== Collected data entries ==

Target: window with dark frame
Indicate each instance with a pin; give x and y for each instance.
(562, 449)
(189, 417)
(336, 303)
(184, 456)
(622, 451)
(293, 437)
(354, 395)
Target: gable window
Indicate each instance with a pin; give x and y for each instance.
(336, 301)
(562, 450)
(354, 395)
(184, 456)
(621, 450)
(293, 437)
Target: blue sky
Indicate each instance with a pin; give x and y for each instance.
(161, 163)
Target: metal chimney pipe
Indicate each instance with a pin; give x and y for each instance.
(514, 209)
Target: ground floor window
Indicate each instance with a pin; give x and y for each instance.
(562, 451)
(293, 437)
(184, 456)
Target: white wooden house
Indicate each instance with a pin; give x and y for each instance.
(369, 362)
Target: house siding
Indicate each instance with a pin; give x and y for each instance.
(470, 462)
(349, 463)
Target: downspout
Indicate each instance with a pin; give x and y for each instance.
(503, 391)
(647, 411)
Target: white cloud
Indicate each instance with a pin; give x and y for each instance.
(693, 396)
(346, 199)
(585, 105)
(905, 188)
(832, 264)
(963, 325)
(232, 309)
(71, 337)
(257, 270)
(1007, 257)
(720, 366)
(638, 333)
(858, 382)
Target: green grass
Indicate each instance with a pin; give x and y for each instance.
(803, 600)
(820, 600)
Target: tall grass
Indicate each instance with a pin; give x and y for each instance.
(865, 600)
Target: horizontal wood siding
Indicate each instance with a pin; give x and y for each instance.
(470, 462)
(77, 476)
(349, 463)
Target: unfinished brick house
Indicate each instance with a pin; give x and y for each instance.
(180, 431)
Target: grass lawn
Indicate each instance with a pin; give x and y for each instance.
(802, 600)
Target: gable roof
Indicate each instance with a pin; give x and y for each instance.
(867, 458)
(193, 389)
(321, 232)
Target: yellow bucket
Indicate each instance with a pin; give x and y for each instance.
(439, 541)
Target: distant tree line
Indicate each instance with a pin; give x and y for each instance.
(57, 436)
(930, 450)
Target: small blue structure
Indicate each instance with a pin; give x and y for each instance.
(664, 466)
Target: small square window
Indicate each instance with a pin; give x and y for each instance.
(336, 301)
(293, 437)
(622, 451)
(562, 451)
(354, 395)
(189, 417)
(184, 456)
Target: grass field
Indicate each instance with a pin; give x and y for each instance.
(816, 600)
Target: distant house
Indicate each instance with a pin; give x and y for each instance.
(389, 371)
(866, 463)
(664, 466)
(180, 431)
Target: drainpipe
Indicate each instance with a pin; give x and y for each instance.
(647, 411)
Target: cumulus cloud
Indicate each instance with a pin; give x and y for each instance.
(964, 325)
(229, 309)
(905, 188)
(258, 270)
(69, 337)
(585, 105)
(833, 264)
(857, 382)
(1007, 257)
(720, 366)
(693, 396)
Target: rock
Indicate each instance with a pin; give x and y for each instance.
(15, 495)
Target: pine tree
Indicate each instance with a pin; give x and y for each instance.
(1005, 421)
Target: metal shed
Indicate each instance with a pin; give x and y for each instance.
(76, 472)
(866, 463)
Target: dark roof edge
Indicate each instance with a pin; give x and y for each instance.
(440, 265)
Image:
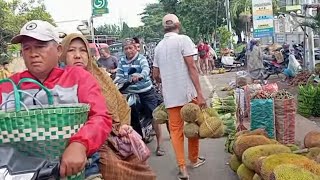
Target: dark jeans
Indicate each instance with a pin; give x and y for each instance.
(149, 101)
(92, 168)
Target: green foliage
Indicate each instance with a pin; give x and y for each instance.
(108, 29)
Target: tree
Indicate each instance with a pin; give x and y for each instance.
(199, 17)
(170, 6)
(108, 29)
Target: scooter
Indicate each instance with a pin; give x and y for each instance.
(16, 166)
(139, 120)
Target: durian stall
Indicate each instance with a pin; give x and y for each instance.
(267, 151)
(258, 122)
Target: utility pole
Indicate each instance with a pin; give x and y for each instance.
(216, 24)
(309, 41)
(228, 14)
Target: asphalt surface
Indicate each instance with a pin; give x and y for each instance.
(216, 167)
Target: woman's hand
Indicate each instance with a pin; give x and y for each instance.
(125, 130)
(73, 160)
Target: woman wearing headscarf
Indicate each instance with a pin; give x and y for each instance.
(116, 159)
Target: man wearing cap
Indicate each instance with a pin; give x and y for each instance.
(175, 68)
(41, 51)
(142, 85)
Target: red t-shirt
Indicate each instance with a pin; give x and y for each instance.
(203, 51)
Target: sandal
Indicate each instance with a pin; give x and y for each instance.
(160, 152)
(201, 161)
(183, 175)
(148, 140)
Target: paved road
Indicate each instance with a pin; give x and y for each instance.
(213, 149)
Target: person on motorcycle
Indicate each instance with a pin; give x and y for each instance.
(142, 84)
(76, 52)
(109, 62)
(175, 69)
(41, 50)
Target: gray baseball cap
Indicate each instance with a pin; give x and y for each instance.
(37, 29)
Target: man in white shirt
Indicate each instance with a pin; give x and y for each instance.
(175, 68)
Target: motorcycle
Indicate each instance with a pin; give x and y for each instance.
(140, 122)
(16, 166)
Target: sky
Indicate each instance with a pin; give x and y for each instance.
(66, 10)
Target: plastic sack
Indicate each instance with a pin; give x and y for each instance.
(285, 120)
(139, 148)
(262, 115)
(240, 98)
(227, 60)
(229, 121)
(270, 88)
(242, 78)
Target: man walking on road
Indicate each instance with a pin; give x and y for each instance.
(175, 68)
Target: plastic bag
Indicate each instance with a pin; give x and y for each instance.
(285, 116)
(262, 115)
(270, 88)
(139, 148)
(227, 60)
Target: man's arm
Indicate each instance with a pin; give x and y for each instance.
(156, 69)
(156, 74)
(188, 51)
(98, 126)
(194, 75)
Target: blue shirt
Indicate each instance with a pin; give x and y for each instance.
(143, 70)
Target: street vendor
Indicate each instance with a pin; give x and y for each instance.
(76, 52)
(41, 51)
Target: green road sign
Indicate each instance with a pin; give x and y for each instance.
(99, 7)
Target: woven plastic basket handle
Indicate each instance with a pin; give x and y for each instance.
(24, 80)
(15, 94)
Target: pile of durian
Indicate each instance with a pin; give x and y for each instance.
(257, 157)
(201, 123)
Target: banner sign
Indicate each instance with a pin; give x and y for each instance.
(262, 16)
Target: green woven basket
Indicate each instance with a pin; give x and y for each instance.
(42, 132)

== Stated task ==
Leave out all images, then reproduce the entries above exactly.

== Answer to the task ==
Target: window with dark frame
Indicate each instance with a pin; give x and y for each instance.
(562, 449)
(189, 417)
(336, 303)
(184, 456)
(622, 451)
(293, 437)
(354, 395)
Target: gable window
Indicate each instance with a pin; give x and y for each instance.
(336, 301)
(562, 450)
(354, 395)
(184, 456)
(621, 450)
(293, 437)
Target: blue sky
Indicate each instance with a pin; give x and y for each instance.
(161, 163)
Target: metal chimney pipe
Indicate each instance with a pin; give x and y for each instance.
(514, 209)
Target: ground floor window
Indicate each instance with a pin; give x and y for each instance.
(562, 451)
(293, 437)
(184, 456)
Target: white wooden house
Indicate each instance with a pin; give x and y for each instance.
(369, 362)
Target: house siding
Indicate each instance with a pin; give x and y for each instance.
(470, 462)
(349, 463)
Target: downspout
Indicate each instance with a pin; give x and y for each instance.
(503, 391)
(647, 411)
Target: white cloud
Indicate each instance with a pin; give x and y for each instance.
(693, 396)
(346, 199)
(585, 105)
(905, 188)
(832, 264)
(963, 325)
(232, 309)
(71, 337)
(257, 270)
(1007, 257)
(720, 366)
(638, 333)
(858, 382)
Target: green grass
Indicate each instance with a pin; give x and y for each instance.
(803, 600)
(820, 600)
Target: tall grass
Indicate each instance with a pin; give x and y for each instance.
(865, 600)
Target: horizontal wood siding
Indicate each instance with a pin; give x and y for each instance.
(470, 462)
(77, 476)
(349, 463)
Target: unfinished brick house
Indicate each instance with a pin; give x and y for each instance.
(180, 431)
Target: grass lawn
Indicate each instance with a pin; give x and y for each instance.
(802, 600)
Target: gable roof
Indicate each instance with a pin; give x and y for each instance.
(867, 458)
(193, 389)
(321, 232)
Target: yellow bucket
Indicate each instance with a pin; give x and y for each instance.
(439, 541)
Target: distant tree line
Indicate each instance with a pin; give x and y for each instance.
(57, 436)
(930, 450)
Target: small blue structure
Indicate each instance with a pin; give x and y for each instance.
(664, 466)
Target: small square window
Indicate each instance with a pin; give x and y for each instance.
(336, 301)
(293, 437)
(622, 451)
(562, 451)
(354, 395)
(189, 417)
(184, 456)
Target: grass field
Indicate each instance with a pin; give x and y for each instance.
(816, 600)
Target: distant house
Indicate each instance with a pin; give x and y for each instance.
(389, 371)
(866, 463)
(664, 466)
(180, 431)
Target: drainpipe
Indicate each instance with a pin; give x and y for each instance.
(647, 411)
Target: cumulus cloud
Indicate each instance with a pin; give x and y for each instance.
(964, 325)
(229, 309)
(905, 188)
(258, 270)
(69, 337)
(585, 105)
(833, 264)
(857, 382)
(1007, 257)
(720, 366)
(693, 396)
Target: rock
Indicate each instance with a pin; give x and y for each instance.
(15, 495)
Target: pine tree
Indicate each instance with a pin; give x and y for each instance.
(1005, 421)
Target: metal shed
Indicate each instance with a pin; give x and y for each instance.
(76, 472)
(866, 463)
Target: dark roof edge
Indicate each instance with a pin; give x and y for each instance.
(440, 265)
Image:
Target: dark jeans
Indicate each instance with a pin; give x and y for each instance.
(149, 101)
(92, 168)
Target: green foliage
Indicate each instance with a pin; give x and y for each instance.
(108, 29)
Target: tree
Indicate each instance with a pin; give x and y for each instance.
(199, 17)
(170, 6)
(108, 29)
Target: scooter
Indicate each instance with a pin; give x and y for each instance.
(16, 166)
(139, 120)
Target: durian stall
Indicate each instance with a pin; give x and y for each instance.
(267, 151)
(258, 122)
Target: utility pole
Indicate each instance with a pin; give x and y for each instance.
(216, 24)
(309, 41)
(228, 14)
Target: asphalt surface
Indicate each instance with a pin; give x and y for each instance.
(216, 167)
Target: woman's hand
Indicate each instance with a pin; give x and y for each instance.
(125, 130)
(73, 160)
Target: woman wearing headscarf
Indicate each instance with a pin; give x and y for each instance.
(116, 159)
Target: man wearing cap
Indicate each instance with a pin; give x and y for each instance.
(175, 68)
(41, 51)
(142, 85)
Target: red t-shirt
Indicate each instance with a pin; give x and y for each instance.
(203, 51)
Target: sandal
Indicate each instance with a pin; give x and y for each instance.
(160, 152)
(201, 161)
(183, 175)
(148, 140)
Target: paved road
Indicate each instance with a pin; give x and y for each instance.
(213, 149)
Target: person on motorcycle
Indicate each instance with a pin; give x and y for each instance.
(142, 84)
(76, 52)
(109, 62)
(175, 69)
(41, 50)
Target: gray baseball cap
Indicate each instance with a pin; give x and y for each instance.
(37, 29)
Target: man in white shirt
Indicate each instance with a pin; give x and y for each instance.
(175, 68)
Target: motorcycle
Indicate each instance with a pin; give x and y for each instance.
(140, 122)
(16, 166)
Target: sky
Indicate each instance with a pin; give x and y for each instance.
(66, 10)
Target: plastic sack
Indicate each instance with a pin; give x and y for each instance.
(285, 120)
(139, 148)
(262, 115)
(240, 98)
(227, 60)
(229, 121)
(270, 88)
(242, 78)
Target: man walking on road
Indicate each instance with a pin; give x and y for each instance.
(175, 68)
Target: plastic bag
Indicate each instance with a pin; give x and y for each instance.
(285, 116)
(262, 115)
(270, 88)
(139, 148)
(227, 60)
Target: man's arm
Indicate each instance with a pin; give x and y for each instance.
(156, 69)
(156, 74)
(188, 51)
(98, 126)
(194, 75)
Target: blue shirt
Indicate each instance with a pin; give x and y for each instance.
(143, 70)
Target: street vendor
Indicate each instance with a pin; give x and y for each instance.
(76, 52)
(41, 51)
Target: green road sign
Indicate each instance with a pin; give x and y for each instance.
(99, 7)
Target: woven plastic basket handle
Indicate each instance with a pin; give x and y for each instance.
(24, 80)
(15, 94)
Target: pile of durian
Indicate each instance with a pin; give x and y for each instance.
(257, 157)
(201, 123)
Target: banner sign
Indicate each instance with a pin; give x and y for each instance.
(262, 16)
Target: green woven basket
Indicate each instance with a pin; give x and y for each instance.
(42, 132)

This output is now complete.